Work to be completed. How many lines in the entries below contain the string "sari"? Reply with the number alone.

Records for the exercise.

• • • •

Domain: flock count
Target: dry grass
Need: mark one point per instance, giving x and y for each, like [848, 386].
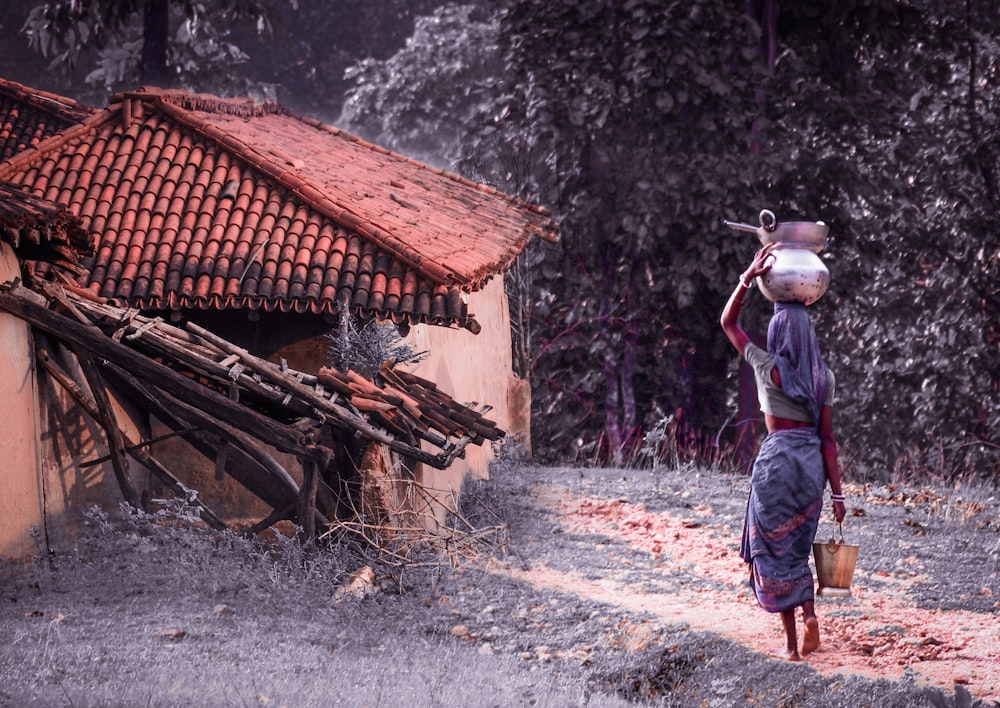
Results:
[154, 611]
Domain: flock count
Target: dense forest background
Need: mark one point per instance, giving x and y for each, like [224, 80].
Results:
[642, 124]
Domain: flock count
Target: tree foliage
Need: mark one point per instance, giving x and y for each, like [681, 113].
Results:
[644, 123]
[658, 119]
[133, 42]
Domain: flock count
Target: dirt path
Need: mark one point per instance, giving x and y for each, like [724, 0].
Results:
[875, 633]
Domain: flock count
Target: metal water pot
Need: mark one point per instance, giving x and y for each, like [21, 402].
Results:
[797, 274]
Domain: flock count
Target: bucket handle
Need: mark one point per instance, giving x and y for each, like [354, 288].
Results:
[832, 545]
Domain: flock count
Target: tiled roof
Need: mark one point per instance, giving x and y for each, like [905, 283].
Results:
[28, 116]
[40, 230]
[207, 203]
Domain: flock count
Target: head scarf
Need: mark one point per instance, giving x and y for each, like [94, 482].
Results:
[792, 342]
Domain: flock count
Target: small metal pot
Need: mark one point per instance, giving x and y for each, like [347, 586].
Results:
[797, 273]
[806, 233]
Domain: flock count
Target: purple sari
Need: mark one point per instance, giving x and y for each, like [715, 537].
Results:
[783, 510]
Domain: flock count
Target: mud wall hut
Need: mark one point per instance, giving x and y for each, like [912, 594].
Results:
[267, 227]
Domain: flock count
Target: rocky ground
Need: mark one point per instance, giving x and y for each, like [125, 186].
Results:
[645, 562]
[560, 587]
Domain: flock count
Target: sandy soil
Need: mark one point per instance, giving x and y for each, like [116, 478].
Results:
[913, 604]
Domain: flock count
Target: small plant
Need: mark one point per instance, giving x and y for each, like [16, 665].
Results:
[366, 348]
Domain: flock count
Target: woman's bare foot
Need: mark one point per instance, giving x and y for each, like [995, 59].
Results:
[810, 642]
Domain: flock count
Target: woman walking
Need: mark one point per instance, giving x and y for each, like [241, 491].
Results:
[796, 459]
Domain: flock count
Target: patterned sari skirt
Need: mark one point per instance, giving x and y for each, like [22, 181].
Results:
[786, 498]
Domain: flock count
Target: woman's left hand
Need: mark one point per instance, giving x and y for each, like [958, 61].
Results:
[839, 512]
[761, 263]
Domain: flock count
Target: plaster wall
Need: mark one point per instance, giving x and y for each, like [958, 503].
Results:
[475, 369]
[20, 488]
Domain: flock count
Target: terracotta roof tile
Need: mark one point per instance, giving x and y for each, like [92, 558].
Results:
[201, 202]
[29, 116]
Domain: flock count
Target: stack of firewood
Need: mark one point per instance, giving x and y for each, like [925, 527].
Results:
[234, 406]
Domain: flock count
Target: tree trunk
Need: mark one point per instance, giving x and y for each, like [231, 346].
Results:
[155, 34]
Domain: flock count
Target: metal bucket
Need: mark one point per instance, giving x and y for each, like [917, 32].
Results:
[835, 561]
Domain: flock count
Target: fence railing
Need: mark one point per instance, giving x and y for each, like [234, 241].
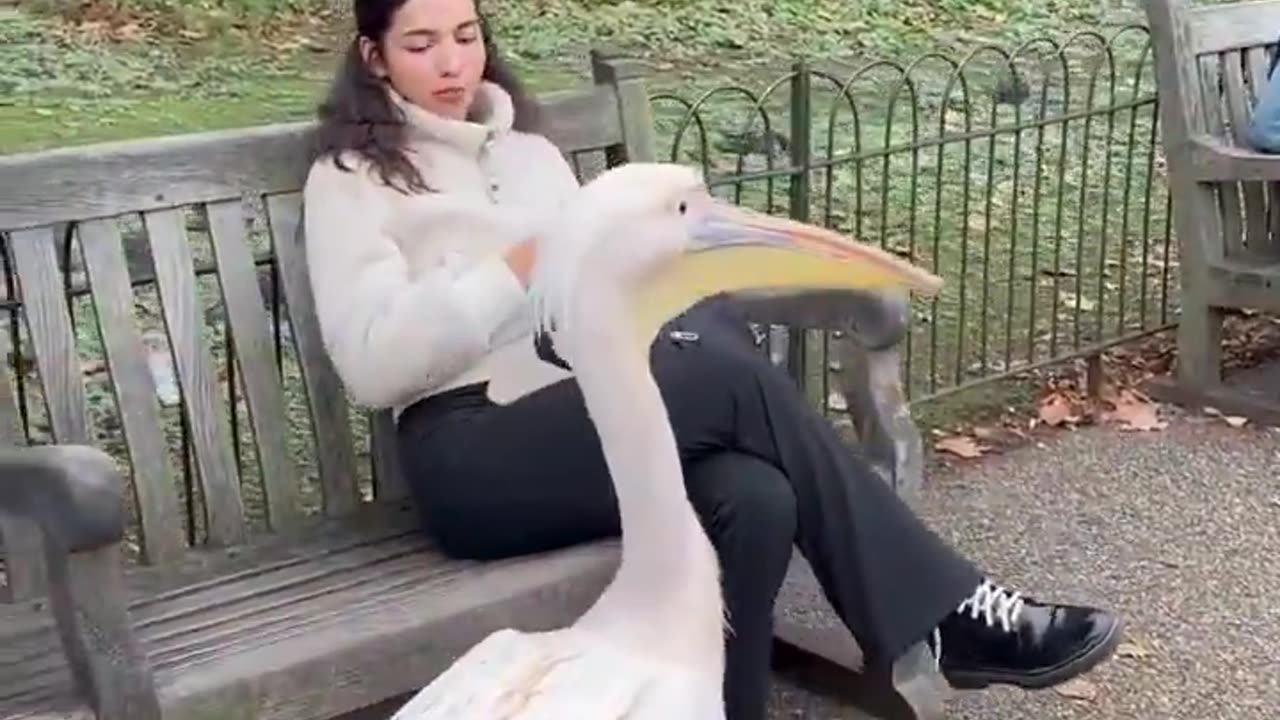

• • • •

Response to the exercise. 2